• **Task details**:
Without skipping anything, write out each record below exactly.

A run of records
■ ■ ■ ■

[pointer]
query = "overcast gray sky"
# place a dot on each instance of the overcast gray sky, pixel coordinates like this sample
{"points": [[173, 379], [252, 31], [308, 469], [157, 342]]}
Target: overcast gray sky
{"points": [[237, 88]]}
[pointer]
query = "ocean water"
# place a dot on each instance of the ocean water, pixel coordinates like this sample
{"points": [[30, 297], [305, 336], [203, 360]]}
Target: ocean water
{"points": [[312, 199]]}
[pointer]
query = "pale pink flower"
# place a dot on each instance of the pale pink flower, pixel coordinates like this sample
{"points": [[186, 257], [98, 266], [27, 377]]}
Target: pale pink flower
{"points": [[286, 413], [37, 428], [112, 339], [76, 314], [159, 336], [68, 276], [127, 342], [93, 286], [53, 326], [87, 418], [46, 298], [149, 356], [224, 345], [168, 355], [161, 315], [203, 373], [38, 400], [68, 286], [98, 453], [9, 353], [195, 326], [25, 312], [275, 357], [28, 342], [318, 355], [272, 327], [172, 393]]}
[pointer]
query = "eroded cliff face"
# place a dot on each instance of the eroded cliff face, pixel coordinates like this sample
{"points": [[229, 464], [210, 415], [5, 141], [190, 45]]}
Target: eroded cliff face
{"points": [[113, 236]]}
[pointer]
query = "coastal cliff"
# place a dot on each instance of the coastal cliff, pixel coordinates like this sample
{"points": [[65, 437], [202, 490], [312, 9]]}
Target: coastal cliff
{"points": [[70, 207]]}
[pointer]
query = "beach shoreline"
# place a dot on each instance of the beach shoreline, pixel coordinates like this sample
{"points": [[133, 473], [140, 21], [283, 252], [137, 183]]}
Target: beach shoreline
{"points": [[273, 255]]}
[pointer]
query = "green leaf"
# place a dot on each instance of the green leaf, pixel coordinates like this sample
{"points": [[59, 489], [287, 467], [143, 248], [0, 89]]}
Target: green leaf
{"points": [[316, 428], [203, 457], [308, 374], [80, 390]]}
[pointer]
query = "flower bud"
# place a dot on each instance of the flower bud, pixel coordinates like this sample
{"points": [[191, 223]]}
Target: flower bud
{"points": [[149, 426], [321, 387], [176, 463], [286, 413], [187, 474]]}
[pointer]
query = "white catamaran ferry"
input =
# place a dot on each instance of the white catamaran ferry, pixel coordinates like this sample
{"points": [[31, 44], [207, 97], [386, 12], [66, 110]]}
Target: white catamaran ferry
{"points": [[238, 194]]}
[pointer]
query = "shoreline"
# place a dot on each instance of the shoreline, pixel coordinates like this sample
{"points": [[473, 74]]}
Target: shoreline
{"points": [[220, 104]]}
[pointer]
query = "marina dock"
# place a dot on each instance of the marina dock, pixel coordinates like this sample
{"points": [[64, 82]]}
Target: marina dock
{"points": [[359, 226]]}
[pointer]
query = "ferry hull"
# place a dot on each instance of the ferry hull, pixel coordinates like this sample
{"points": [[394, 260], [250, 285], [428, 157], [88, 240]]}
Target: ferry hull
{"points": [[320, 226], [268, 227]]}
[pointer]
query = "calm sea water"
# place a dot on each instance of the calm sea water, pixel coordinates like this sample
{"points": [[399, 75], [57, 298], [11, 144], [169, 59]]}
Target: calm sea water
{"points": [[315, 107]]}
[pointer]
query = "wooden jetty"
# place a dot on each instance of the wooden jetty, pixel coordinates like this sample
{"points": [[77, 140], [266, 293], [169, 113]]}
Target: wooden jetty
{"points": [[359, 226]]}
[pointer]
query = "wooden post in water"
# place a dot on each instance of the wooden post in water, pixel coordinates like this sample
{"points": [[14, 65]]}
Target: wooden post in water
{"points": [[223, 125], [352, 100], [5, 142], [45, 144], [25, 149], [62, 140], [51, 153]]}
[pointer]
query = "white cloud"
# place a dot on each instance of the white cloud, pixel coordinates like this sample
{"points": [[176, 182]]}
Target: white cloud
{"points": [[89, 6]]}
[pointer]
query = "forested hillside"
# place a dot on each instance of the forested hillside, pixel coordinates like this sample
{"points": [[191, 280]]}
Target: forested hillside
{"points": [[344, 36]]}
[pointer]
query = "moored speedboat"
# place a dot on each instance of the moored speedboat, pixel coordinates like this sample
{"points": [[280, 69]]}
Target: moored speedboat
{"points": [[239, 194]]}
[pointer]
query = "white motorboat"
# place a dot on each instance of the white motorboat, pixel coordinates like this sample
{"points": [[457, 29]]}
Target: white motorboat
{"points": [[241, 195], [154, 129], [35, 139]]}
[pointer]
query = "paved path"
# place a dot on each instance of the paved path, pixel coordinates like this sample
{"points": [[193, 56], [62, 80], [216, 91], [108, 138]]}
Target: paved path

■ ■ ■ ■

• **Result of the task**:
[pointer]
query = "overcast gray sky"
# place a dot on each instance of the overcast gray sky, pixel coordinates like this sample
{"points": [[173, 379], [252, 31], [308, 469], [157, 342]]}
Target: overcast gray sky
{"points": [[237, 88]]}
[pointer]
query = "ocean water"
# place a dot on each instance of the ocean water, pixel coordinates like this sample
{"points": [[30, 297], [305, 336], [203, 360]]}
Target: ocean water
{"points": [[312, 199]]}
[pointer]
query = "pale pink flower"
# place a dot on each instance of the pale pink flower, pixel coordinates like this sample
{"points": [[186, 257], [98, 266], [27, 377]]}
Target: pale pink flower
{"points": [[286, 413], [37, 428], [112, 339], [76, 314], [159, 336], [68, 276], [127, 342], [93, 286], [53, 326], [87, 418], [46, 298], [149, 356], [224, 345], [168, 355], [161, 315], [203, 373], [38, 400], [68, 286], [98, 453], [9, 353], [195, 326], [25, 312], [275, 357], [28, 342], [318, 355], [272, 327], [172, 393]]}
[pointer]
query = "eroded cliff face"
# place a dot on each instance of the eroded cliff face, pixel coordinates like this sample
{"points": [[229, 464], [210, 415], [5, 141], [190, 45]]}
Target: eroded cliff face
{"points": [[113, 236]]}
[pointer]
query = "coastal cliff"
# place a dot on each instance of the coastal cliff, pixel coordinates like this sample
{"points": [[65, 437], [202, 490], [312, 9]]}
Target: coastal cliff
{"points": [[70, 207]]}
[pointer]
query = "beach shoreline"
# place a dot on each instance of the beach shoreline, pixel coordinates like this sample
{"points": [[133, 473], [140, 21], [283, 252], [137, 183]]}
Target: beach shoreline
{"points": [[273, 255]]}
[pointer]
query = "green leaf"
# place a dot on each instance of the green leaf, pixel coordinates like this sample
{"points": [[59, 489], [287, 467], [143, 248], [0, 89]]}
Target: green leaf
{"points": [[316, 428], [203, 457], [308, 374], [80, 390]]}
[pointer]
query = "flower bud"
# place a dot on each instance of the flower bud, pixel coordinates like this sample
{"points": [[191, 223]]}
Target: flower bud
{"points": [[149, 426], [321, 387], [176, 463], [286, 413], [187, 474]]}
[pointer]
query = "white catamaran ferry"
input =
# place a dot on each instance of the white catamaran ferry, pixel coordinates like this sample
{"points": [[31, 44], [207, 97], [386, 12], [66, 110]]}
Target: white catamaran ferry
{"points": [[238, 194]]}
[pointer]
query = "shoreline"
# place a dot on each instance of the shoreline, pixel coordinates like this sample
{"points": [[473, 74]]}
Target: shoreline
{"points": [[220, 104]]}
[pointer]
query = "marina dock"
# place a dot on each instance of the marina dock, pixel coordinates like this sample
{"points": [[64, 82]]}
Target: marina dock
{"points": [[359, 226]]}
[pointer]
query = "ferry hull"
# place a dot on each instance of the ferry hull, pixel coordinates like this sample
{"points": [[394, 260], [250, 285], [428, 157], [88, 240]]}
Target: ferry hull
{"points": [[320, 226], [268, 227]]}
[pointer]
query = "calm sea water"
# place a dot on each instance of the calm sea water, pixel coordinates like this sample
{"points": [[399, 75], [57, 298], [11, 144], [169, 59]]}
Target: calm sea water
{"points": [[315, 107]]}
[pointer]
query = "wooden jetty"
# place a dot on each instance of the wooden jetty, pixel coordinates like this sample
{"points": [[77, 140], [266, 293], [169, 113]]}
Target: wooden jetty
{"points": [[359, 226]]}
[pointer]
query = "wooden post in water"
# place a dot on each instance of the wooden post in water, pixel coordinates like this sample
{"points": [[14, 65]]}
Target: wooden post in water
{"points": [[223, 125], [352, 100], [5, 142], [45, 144], [25, 149], [62, 140], [51, 153]]}
[pointer]
query = "white cloud"
# place a dot on each instance of the white cloud, pixel coordinates like this sample
{"points": [[176, 182]]}
Target: white cloud
{"points": [[89, 6]]}
[pointer]
query = "forested hillside"
# place a dot on each instance of the forested hillside, pixel coordinates like this sample
{"points": [[191, 280]]}
Target: forested hillside
{"points": [[344, 36]]}
[pointer]
query = "moored speedboat"
# place a dot on each instance of the moored speedboat, pixel coordinates like this sample
{"points": [[280, 69]]}
Target: moored speedboat
{"points": [[239, 194]]}
[pointer]
query = "white motorboat"
# place a dot on each instance of the white motorboat, pixel coordinates like this sample
{"points": [[457, 29]]}
Target: white motorboat
{"points": [[241, 195], [154, 129], [35, 139]]}
[pointer]
query = "paved path"
# place a dot on each instance of the paved path, pixel coordinates like this sample
{"points": [[193, 56], [62, 80], [216, 91], [108, 138]]}
Target: paved path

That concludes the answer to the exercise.